▶ **Study text**:
Polte was noted for his business acumen which in 1967 enabled him to land, with Capitol Records, one of the first major recording contracts for any San Francisco headliner band. He, as had Hollingworth before him, rejected proffered contracts for the Ace of Cups, as they felt offers received would not adequately compensate the band nor respect their talent.

He has writing credit for three tracks on the 1968 debut album by The Electric Flag, A Long Time Comin', one of them their 1967 single Groovin' Is Easy. He also wrote "It's Been Too Long" for Quicksilver's debut album.

==Wild West Fest==
One of Polte's more impressive efforts was his brainchild to conceive and promote the massive, mostly free, Wild West Festival in Golden Gate Park. He helped create the broadly based San Francisco Music Council as a vehicle to oversee the promotion, to make attendance as affordable as possible to a broad spectrum of the Bay Area community, and to donate any surpluses to funding future artistic enterprises in the City. Funding for the concerts and events was raised from business, including Wells Fargo Bank, (which arranged to make available three stagecoaches to ferry disabled children from venue to venue) and the music community contributions, with two benefit concerts organized by normally competing entrepreneurs Bill Graham and Chet Helms held to pay for the logistics, one headlined by Joan Baez, the other by Jefferson Airplane, as well as a commitment from Greyhound Lines, and other bus companies to provide free transport to and from the sprawling Golden Gate Park sites. PG&E volunteered to wire up the various venues within the park for lights and sound. Billboard company Foster & Kleiser was to donate display of ads by poster artists such as Wes Wilson and Victor Moscoso. Medical and lost-kid centers were being erected. A special rate for the rental of Kezar Stadium allowed concert seating to cost just $3 per ticket, per day, compared to $18 advance sale for three days at Woodstock, and $24 at the gate.
Woodstock was 50 miles from Albany, over 100 miles to New York City, and even further from New Haven and Hartford, Connecticut.

▶ **Assignment 1**:
Translate this sentence from the Polte passage into Spanish: "PG&E volunteered to wire up the various venues within the park for lights and sound."
▶ **Assignment 2**:
Condense the paragraph of the Polte passage that begins "One of Polte's more impressive efforts" into a bulleted list that keeps its main facts.
The data that comes next has no connection to the Polte passage.

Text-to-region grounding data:
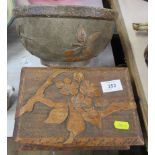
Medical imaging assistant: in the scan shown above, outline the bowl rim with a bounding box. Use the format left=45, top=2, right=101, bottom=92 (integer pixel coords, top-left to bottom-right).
left=13, top=5, right=117, bottom=21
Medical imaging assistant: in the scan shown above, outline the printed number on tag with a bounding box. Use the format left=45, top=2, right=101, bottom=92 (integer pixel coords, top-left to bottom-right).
left=101, top=80, right=123, bottom=93
left=114, top=121, right=129, bottom=130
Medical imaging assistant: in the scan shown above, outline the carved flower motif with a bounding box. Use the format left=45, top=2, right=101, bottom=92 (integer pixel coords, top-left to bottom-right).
left=56, top=78, right=78, bottom=95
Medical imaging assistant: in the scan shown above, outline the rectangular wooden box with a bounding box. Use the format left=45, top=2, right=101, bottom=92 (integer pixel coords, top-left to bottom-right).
left=14, top=67, right=144, bottom=150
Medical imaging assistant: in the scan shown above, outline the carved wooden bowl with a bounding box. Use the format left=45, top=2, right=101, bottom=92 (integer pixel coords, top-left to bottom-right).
left=14, top=5, right=116, bottom=63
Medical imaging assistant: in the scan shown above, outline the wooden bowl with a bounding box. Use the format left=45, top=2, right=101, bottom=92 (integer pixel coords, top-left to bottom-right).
left=14, top=5, right=116, bottom=62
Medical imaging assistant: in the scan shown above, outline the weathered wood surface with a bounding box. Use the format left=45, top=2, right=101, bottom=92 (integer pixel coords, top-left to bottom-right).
left=109, top=0, right=148, bottom=136
left=15, top=68, right=143, bottom=150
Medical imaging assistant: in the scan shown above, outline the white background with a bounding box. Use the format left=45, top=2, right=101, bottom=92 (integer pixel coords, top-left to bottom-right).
left=0, top=0, right=155, bottom=155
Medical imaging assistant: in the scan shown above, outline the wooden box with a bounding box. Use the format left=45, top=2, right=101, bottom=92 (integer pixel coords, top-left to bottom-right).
left=14, top=67, right=144, bottom=150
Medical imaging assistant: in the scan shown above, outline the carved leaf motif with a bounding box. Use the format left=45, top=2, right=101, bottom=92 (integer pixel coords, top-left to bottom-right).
left=80, top=80, right=101, bottom=97
left=78, top=108, right=102, bottom=128
left=45, top=103, right=68, bottom=124
left=56, top=80, right=64, bottom=89
left=19, top=98, right=36, bottom=116
left=77, top=26, right=87, bottom=43
left=87, top=32, right=102, bottom=47
left=84, top=97, right=92, bottom=106
left=65, top=103, right=85, bottom=144
left=71, top=93, right=84, bottom=107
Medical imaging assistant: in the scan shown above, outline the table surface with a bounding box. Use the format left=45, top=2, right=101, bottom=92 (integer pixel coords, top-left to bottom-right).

▶ **Your response 1**:
PG&E se ofreció a cablear los distintos recintos del parque para la iluminación y el sonido.

▶ **Your response 2**:
- Polte conceived and promoted the massive, mostly free Wild West Festival in Golden Gate Park.
- He helped create the San Francisco Music Council to:
  - oversee the promotion
  - keep attendance affordable for a broad spectrum of the Bay Area community
  - donate any surpluses to future artistic enterprises in the City
- Funding came from:
  - businesses, including Wells Fargo Bank, which arranged three stagecoaches to ferry disabled children between venues
  - music community contributions, including two benefit concerts organized by Bill Graham and Chet Helms. One was headlined by Joan Baez and the other by Jefferson Airplane.
- Greyhound Lines and other bus companies committed to free transport to and from the park sites.
- PG&E volunteered to wire the venues for lights and sound.
- Foster & Kleiser was to donate display of ads by poster artists such as Wes Wilson and Victor Moscoso.
- Medical and lost-kid centers were being erected.
- A special rental rate for Kezar Stadium made concert seating $3 per ticket per day. Woodstock charged $18 in advance for three days and $24 at the gate.